Exact copies are required of the lines from the line containing "For the benchmark, mark each instance of the white pickup" through the final line of the listing, both included, and of no other lines.

** BEGIN Data for this exercise **

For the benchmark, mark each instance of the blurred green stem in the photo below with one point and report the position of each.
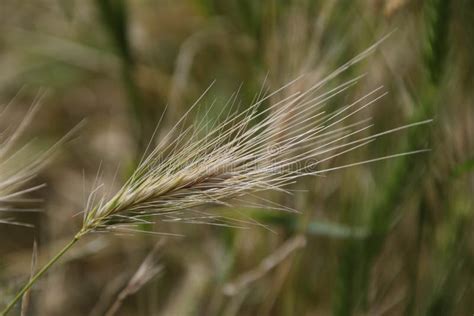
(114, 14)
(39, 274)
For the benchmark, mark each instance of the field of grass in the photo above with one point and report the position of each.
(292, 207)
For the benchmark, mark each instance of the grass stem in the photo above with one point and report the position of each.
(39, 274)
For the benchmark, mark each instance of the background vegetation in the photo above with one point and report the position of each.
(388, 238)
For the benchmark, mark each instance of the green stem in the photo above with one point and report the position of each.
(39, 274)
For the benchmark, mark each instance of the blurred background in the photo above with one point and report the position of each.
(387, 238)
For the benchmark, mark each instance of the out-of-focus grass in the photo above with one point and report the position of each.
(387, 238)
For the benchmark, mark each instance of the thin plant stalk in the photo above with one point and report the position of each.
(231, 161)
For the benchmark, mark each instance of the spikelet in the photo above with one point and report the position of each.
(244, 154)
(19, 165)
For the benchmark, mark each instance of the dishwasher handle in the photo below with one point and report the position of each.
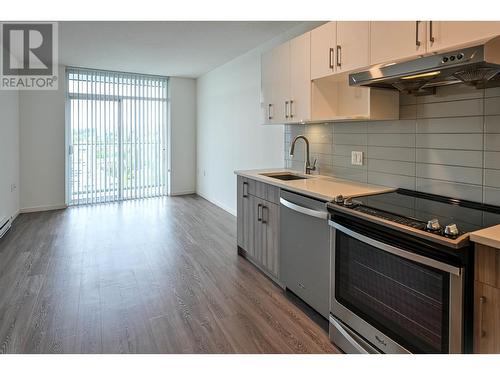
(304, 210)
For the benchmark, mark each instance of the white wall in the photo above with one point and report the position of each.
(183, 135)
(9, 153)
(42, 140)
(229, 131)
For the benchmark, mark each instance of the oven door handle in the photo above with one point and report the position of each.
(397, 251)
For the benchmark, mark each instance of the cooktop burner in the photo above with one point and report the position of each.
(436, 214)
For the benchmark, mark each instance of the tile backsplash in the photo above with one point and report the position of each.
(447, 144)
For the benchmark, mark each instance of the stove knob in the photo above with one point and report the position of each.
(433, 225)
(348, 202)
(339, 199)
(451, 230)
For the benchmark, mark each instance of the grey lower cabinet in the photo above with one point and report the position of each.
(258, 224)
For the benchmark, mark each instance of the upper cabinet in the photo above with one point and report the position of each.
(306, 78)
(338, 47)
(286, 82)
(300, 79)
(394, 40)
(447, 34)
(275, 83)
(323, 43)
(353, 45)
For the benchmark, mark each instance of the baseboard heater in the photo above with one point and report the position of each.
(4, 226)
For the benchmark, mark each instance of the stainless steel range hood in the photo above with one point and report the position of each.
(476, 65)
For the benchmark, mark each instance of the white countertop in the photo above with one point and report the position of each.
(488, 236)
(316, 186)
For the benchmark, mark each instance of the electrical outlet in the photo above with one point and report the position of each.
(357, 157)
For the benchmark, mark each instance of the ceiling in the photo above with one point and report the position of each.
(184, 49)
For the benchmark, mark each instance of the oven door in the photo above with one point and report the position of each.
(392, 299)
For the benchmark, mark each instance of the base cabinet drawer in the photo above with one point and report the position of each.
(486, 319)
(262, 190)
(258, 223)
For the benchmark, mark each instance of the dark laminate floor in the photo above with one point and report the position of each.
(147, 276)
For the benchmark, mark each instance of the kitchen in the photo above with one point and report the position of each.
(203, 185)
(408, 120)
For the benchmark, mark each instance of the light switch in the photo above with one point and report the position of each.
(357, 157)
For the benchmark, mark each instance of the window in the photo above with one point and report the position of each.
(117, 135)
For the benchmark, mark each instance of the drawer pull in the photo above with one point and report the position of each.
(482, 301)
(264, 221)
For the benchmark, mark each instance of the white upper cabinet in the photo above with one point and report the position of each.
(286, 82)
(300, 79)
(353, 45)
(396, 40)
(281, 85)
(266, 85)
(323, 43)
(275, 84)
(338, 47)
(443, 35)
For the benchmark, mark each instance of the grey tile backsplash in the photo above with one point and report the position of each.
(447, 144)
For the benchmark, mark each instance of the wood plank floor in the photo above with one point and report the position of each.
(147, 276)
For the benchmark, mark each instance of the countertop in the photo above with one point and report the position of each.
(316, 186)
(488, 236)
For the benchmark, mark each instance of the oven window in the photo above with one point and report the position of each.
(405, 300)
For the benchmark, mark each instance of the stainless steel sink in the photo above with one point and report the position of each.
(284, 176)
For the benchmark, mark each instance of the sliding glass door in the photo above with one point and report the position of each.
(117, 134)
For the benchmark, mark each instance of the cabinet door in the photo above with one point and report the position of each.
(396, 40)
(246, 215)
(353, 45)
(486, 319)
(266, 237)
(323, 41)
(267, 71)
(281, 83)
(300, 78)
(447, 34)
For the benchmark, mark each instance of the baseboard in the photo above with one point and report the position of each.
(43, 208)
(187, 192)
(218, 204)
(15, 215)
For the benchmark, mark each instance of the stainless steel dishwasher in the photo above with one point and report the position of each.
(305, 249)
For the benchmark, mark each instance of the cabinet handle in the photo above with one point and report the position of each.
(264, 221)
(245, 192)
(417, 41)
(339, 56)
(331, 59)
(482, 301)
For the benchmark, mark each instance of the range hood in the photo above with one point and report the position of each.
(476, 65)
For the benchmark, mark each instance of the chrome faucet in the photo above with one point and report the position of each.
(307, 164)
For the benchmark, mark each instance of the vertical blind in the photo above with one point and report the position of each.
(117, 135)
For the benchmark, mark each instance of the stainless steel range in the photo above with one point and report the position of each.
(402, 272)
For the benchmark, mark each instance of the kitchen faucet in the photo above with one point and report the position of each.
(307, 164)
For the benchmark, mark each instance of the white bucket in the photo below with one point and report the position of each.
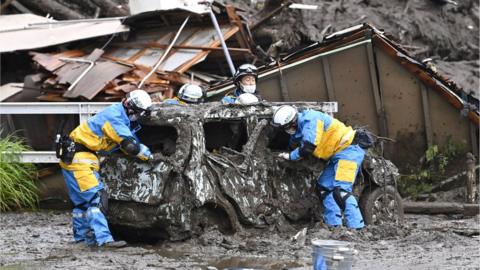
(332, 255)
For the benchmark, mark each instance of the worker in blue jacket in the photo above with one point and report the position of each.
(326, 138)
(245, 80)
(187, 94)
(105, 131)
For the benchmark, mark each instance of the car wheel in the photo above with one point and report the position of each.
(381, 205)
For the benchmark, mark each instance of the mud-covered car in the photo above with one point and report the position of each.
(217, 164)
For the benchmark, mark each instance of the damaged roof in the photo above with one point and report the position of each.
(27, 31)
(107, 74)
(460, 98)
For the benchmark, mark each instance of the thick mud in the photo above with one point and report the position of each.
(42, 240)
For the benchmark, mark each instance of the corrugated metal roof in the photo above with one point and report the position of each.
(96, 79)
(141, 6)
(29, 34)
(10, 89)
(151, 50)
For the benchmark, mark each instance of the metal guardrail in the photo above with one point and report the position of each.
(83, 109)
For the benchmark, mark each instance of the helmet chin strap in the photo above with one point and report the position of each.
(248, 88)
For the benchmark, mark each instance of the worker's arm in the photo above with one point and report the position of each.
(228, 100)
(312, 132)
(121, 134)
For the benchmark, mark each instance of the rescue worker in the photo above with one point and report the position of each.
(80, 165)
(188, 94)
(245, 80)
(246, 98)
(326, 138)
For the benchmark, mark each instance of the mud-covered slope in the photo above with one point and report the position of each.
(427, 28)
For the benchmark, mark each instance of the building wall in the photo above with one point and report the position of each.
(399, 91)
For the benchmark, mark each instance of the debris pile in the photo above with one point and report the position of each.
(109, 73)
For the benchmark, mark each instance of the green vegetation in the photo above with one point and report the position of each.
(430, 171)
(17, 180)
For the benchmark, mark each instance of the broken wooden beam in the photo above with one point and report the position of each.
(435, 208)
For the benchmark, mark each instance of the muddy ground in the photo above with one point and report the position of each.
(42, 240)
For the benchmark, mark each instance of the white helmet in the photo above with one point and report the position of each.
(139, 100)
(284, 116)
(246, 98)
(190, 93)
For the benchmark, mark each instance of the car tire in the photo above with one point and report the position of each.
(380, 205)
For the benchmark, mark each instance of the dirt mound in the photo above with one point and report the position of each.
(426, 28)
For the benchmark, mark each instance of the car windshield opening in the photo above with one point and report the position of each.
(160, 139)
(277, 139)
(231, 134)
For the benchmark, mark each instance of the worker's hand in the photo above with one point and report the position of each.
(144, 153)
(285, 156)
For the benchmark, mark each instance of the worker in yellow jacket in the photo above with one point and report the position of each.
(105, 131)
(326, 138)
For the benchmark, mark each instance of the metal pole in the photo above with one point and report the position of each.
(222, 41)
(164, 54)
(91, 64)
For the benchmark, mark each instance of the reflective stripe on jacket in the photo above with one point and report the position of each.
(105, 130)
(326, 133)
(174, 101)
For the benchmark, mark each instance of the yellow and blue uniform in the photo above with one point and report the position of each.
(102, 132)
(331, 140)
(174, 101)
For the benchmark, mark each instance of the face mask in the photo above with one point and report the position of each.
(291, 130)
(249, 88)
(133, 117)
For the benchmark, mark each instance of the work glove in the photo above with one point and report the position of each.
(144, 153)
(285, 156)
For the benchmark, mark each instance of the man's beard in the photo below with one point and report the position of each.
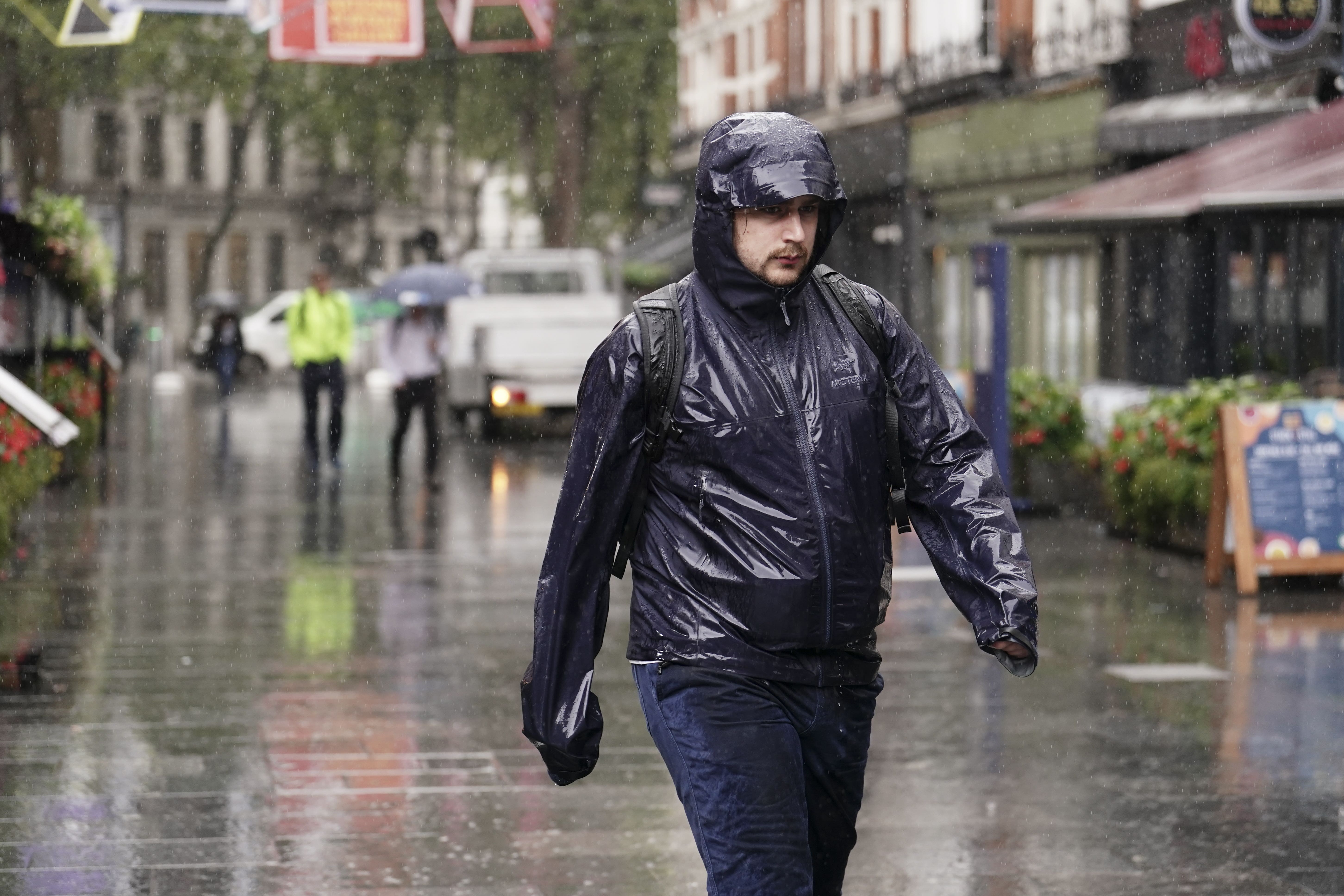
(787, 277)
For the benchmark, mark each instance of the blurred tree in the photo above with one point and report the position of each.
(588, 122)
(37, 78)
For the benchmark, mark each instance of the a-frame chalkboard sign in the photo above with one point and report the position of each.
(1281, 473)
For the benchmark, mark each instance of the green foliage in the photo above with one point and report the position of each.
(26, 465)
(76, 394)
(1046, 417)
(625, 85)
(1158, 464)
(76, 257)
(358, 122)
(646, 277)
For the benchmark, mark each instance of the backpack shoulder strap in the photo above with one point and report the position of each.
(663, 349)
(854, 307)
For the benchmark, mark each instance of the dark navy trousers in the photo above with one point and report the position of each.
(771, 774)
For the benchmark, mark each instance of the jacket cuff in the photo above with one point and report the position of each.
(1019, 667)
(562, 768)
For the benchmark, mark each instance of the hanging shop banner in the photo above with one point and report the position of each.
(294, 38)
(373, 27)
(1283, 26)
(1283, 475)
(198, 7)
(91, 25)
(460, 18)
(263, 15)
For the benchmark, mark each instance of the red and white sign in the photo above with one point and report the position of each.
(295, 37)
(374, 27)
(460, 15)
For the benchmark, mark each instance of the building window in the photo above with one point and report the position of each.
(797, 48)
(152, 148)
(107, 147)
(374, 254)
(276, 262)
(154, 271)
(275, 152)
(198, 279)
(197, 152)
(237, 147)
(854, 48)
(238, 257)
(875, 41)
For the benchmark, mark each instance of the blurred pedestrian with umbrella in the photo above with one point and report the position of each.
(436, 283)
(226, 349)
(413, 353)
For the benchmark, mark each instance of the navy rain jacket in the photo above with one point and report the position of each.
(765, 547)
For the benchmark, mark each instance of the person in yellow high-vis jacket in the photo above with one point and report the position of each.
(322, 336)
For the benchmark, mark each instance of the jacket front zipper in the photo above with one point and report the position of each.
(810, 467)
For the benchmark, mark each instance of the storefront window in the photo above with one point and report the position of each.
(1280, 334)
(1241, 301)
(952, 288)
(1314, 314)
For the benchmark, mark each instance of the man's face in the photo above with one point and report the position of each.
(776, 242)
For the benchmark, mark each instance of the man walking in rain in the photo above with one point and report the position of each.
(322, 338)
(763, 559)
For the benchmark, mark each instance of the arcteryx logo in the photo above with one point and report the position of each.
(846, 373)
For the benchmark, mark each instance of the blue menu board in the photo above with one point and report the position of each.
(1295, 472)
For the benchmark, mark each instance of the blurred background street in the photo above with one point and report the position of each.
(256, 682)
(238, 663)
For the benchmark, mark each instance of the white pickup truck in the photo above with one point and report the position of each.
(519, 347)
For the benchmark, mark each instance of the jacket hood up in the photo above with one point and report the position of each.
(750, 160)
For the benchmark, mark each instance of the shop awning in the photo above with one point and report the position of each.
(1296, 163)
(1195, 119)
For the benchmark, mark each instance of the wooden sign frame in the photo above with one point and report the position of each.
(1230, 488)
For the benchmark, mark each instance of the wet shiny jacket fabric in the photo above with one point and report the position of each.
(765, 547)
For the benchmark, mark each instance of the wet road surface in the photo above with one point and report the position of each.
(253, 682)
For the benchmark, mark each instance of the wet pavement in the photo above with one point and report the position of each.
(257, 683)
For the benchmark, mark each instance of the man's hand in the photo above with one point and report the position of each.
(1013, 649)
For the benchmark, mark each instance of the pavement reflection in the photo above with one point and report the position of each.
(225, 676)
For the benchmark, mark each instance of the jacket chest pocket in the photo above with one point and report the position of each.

** END Data for this exercise **

Answer to the task:
For the benchmark, mark each instance of the white pickup truck in the photo above with one point and report the position of each.
(519, 347)
For the benchmark, mark each instance of the jacket hood up in the photo above with one point and report the position of each.
(750, 160)
For the benchmark, mark each instance of the shop awning in the photo above with one point and report the position of each.
(1296, 163)
(1195, 119)
For the benchmark, mark each instance of the wooden sign frame in the photo above with one point and report the position of each.
(1230, 488)
For the benchmark, mark each instance of the wet shiny jacket fabric in the photo above with one point and report the position of each.
(765, 547)
For the benchmark, mark each instance of the wet road surface in the photo above with one point and report the position of each.
(253, 682)
For the benchmark, mark each instance of the wet pavement in the photo above with one point and report the position of each.
(257, 683)
For the benchmark, mark each instance of the man's hand in the photo above with one point and report the position of each.
(1013, 649)
For the benchmark, mark each instance of the pavement reflection in the photo above with one point and report the position of each.
(225, 676)
For the benchmark, mark each instance of the jacket chest pocket in the photo above with one point and report the position of each.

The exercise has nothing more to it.